[Saved entries]
>> begin

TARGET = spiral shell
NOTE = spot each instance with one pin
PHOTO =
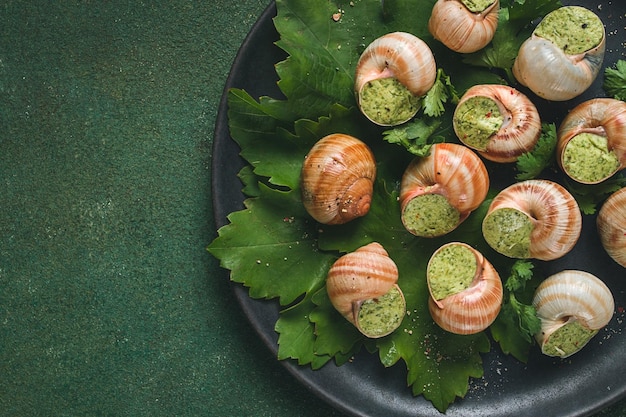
(598, 127)
(577, 299)
(367, 275)
(439, 191)
(536, 219)
(553, 74)
(472, 306)
(338, 179)
(498, 121)
(400, 56)
(611, 223)
(462, 29)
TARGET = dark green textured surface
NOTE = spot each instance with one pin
(109, 303)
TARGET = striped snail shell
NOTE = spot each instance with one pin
(337, 179)
(463, 29)
(572, 306)
(497, 121)
(591, 144)
(611, 223)
(439, 191)
(465, 289)
(536, 219)
(362, 286)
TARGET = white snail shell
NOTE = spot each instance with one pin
(460, 29)
(338, 179)
(567, 297)
(467, 310)
(451, 171)
(554, 75)
(603, 118)
(398, 55)
(551, 218)
(366, 274)
(518, 132)
(611, 223)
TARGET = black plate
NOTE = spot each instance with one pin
(579, 386)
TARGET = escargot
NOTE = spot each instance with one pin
(464, 26)
(536, 219)
(337, 179)
(591, 140)
(392, 73)
(465, 289)
(564, 55)
(611, 224)
(439, 191)
(362, 286)
(572, 306)
(498, 121)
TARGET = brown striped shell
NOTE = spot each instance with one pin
(604, 117)
(520, 128)
(611, 223)
(337, 179)
(450, 170)
(552, 211)
(366, 274)
(462, 29)
(473, 309)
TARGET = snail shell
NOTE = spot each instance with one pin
(338, 179)
(472, 306)
(462, 29)
(536, 219)
(400, 56)
(439, 191)
(602, 123)
(367, 275)
(553, 74)
(574, 298)
(510, 115)
(611, 223)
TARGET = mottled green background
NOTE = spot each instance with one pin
(109, 303)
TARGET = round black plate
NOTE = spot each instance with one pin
(579, 386)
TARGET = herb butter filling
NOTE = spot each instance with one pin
(476, 120)
(507, 231)
(587, 158)
(430, 215)
(387, 101)
(380, 316)
(574, 29)
(451, 270)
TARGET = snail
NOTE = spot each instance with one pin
(611, 223)
(362, 286)
(498, 121)
(536, 219)
(465, 289)
(337, 179)
(392, 73)
(564, 55)
(439, 191)
(464, 26)
(591, 144)
(572, 306)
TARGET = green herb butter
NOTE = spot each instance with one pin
(380, 316)
(568, 339)
(430, 215)
(387, 102)
(574, 29)
(451, 270)
(476, 120)
(587, 158)
(508, 231)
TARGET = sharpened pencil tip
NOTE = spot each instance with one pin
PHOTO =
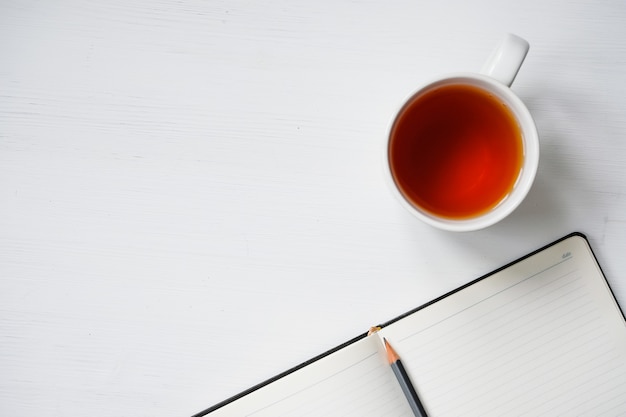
(392, 356)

>> end

Return all of the data above line for line, with no changes. Leave the pictures out.

Result:
TARGET = spiral shell
NOTE = spot each instance with one pin
PHOTO =
(598, 127)
(577, 299)
(367, 275)
(439, 191)
(536, 219)
(553, 74)
(472, 306)
(338, 179)
(498, 121)
(400, 56)
(611, 223)
(462, 29)
TARGET = dark green textured surface
NOTE = spot each instance with one pin
(109, 303)
TARGET = striped snail shell
NOTE = spot each instance with one pin
(337, 179)
(463, 29)
(572, 306)
(497, 121)
(591, 144)
(611, 223)
(439, 191)
(465, 289)
(536, 219)
(362, 286)
TARGET = white snail shell
NOTE = spot each instance with one pin
(460, 29)
(338, 179)
(567, 297)
(467, 310)
(451, 171)
(554, 75)
(603, 118)
(398, 55)
(551, 218)
(366, 274)
(518, 132)
(611, 223)
TARGET = black plate
NOTE = spot each instance with one pin
(579, 386)
TARGET = escargot
NOTE = spot each instance with one pin
(464, 26)
(536, 219)
(337, 179)
(591, 140)
(392, 73)
(465, 289)
(564, 55)
(611, 224)
(439, 191)
(362, 286)
(572, 306)
(498, 121)
TARGET = brown striped shell
NOTE = spot each instance with one pin
(604, 117)
(520, 128)
(611, 223)
(337, 179)
(450, 170)
(552, 211)
(366, 274)
(462, 29)
(473, 309)
TARGET = snail shell
NOTE = spot each instance with one pin
(338, 179)
(472, 306)
(462, 29)
(536, 219)
(400, 56)
(439, 191)
(602, 123)
(367, 275)
(553, 74)
(574, 298)
(510, 115)
(611, 223)
TARGET = mottled green background
NOTE = spot each instance with one pin
(109, 303)
TARGET = round black plate
NOTE = spot each instance with one pin
(579, 386)
TARGET = herb butter filling
NOTE = spot each instance with one pin
(476, 120)
(507, 231)
(587, 158)
(430, 215)
(387, 101)
(380, 316)
(574, 29)
(451, 270)
TARGET = snail
NOTE = spot each instance with one pin
(611, 223)
(362, 286)
(498, 121)
(536, 219)
(465, 289)
(337, 179)
(392, 73)
(564, 55)
(439, 191)
(464, 26)
(591, 144)
(572, 306)
TARGET = green herb butter
NOTE = spot each instance with one pin
(380, 316)
(568, 339)
(430, 215)
(387, 102)
(574, 29)
(451, 270)
(476, 120)
(587, 158)
(508, 231)
TARGET = sharpened pencil tip
NOTE = spot each instance with one pin
PHOTO =
(392, 356)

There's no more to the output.